──────── Source excerpt ────────

September 7, 2016 9:19 AM EDT

 



UNITED STATES

SECURITIES AND EXCHANGE COMMISSION

Washington, D.C. 20549

 

____________________

 

FORM 8-K

____________________

 

 

CURRENT REPORT

Pursuant to Section 13 or 15(d) of the Securities and Exchange Act of 1934

 

Date of Report (Date of earliest event reported): September 7, 2016 (September 7, 2016)

 

____________________

 

 

GRAY TELEVISION, INC.

(Exact Name of Registrant as Specified in Its Charter)

 

Georgia

(State or Other Jurisdiction

of Incorporation)

001-13796

(Commission File Number)

58-0285030

(IRS Employer

Identification No.)

     
 

4370 Peachtree Road, NE, Atlanta, GA 30319

(Address of Principal Executive Office)

 

 

Registrant’s telephone number, including area code (404) 504 - 9828

 

(Former Name or Former Address, if Changed Since Last Report)

 

Check the appropriate box below if the Form 8-K filing is intended to simultaneously satisfy the filing obligation of the registrant under any of the following provisions:

 

Written communications pursuant to Rule 425 under the Securities Act (17 CFR 230.425)

 

Soliciting material pursuant to Rule 14a-12 under the Exchange Act (17 CFR 240.14a-12)

 

Pre-commencement communications pursuant to Rule 14d-2(b) under the Exchange Act (17 CFR 240.14d-2(b))

 

Pre-commencement communications pursuant to Rule 13e-4(c) under the Exchange Act (17 CFR 240.13e-4(c))

 

 



 

 
 

 

 

Item 8.01. Other Events.

 

On September 7, 2016, Gray Television, Inc. (the “Company”) issued a press release (the “Launch Press Release”) announcing that it has commenced an offering of $525.0 million in aggregate principal amount of senior notes due 2024 (the “2024 Notes”) and $200.0 million in aggregate principal amount of additional 5.875% senior notes due 2026 (together with the 2024 Notes, the “Notes”), pursuant to an exemption from the registration requirements under the Securities Act of 1933. The Notes will be the Company’s senior unsecured obligations and will be guaranteed by all of the Company’s existing, and certain future, subsidiaries.

────────

→ Set task
Answer these from the Form 8-K excerpt above:
(a) In what state is Gray Television, Inc. incorporated?
(b) What is the company's Commission File Number?
(c) What aggregate principal amount of senior notes due 2024 is the company offering?

──────── Data entries ────────

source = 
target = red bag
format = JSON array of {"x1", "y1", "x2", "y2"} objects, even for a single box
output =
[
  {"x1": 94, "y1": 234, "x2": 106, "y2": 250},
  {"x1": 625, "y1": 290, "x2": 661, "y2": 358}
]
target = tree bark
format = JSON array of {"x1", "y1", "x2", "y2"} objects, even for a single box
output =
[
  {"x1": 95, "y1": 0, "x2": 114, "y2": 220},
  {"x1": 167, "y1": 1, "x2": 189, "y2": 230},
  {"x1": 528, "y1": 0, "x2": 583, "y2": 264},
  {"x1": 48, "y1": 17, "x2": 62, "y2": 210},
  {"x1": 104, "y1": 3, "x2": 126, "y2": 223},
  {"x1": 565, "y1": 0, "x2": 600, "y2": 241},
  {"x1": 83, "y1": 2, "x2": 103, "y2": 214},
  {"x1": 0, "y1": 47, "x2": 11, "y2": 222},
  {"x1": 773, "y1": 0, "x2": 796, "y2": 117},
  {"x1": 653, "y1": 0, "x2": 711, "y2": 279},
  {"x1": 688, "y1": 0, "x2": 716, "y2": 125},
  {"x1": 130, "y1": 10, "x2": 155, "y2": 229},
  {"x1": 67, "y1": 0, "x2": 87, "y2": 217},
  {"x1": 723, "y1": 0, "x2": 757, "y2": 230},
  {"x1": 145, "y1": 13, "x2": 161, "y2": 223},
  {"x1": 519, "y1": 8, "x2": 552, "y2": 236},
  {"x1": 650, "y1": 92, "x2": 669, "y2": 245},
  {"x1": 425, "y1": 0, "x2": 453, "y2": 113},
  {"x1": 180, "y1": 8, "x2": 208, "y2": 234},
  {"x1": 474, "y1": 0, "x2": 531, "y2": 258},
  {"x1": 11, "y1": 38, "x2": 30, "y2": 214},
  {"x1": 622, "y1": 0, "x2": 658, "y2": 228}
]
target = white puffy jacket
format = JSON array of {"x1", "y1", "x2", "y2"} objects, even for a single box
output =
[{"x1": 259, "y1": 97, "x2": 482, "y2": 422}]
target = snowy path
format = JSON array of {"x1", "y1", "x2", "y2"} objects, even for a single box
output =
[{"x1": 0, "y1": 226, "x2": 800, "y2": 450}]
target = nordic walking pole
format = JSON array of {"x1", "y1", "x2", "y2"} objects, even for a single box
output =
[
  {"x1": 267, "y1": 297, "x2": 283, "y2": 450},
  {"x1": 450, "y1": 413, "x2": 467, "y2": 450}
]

────────

→ Answer in full
(a) Georgia
(b) 001-13796
(c) $525.0 million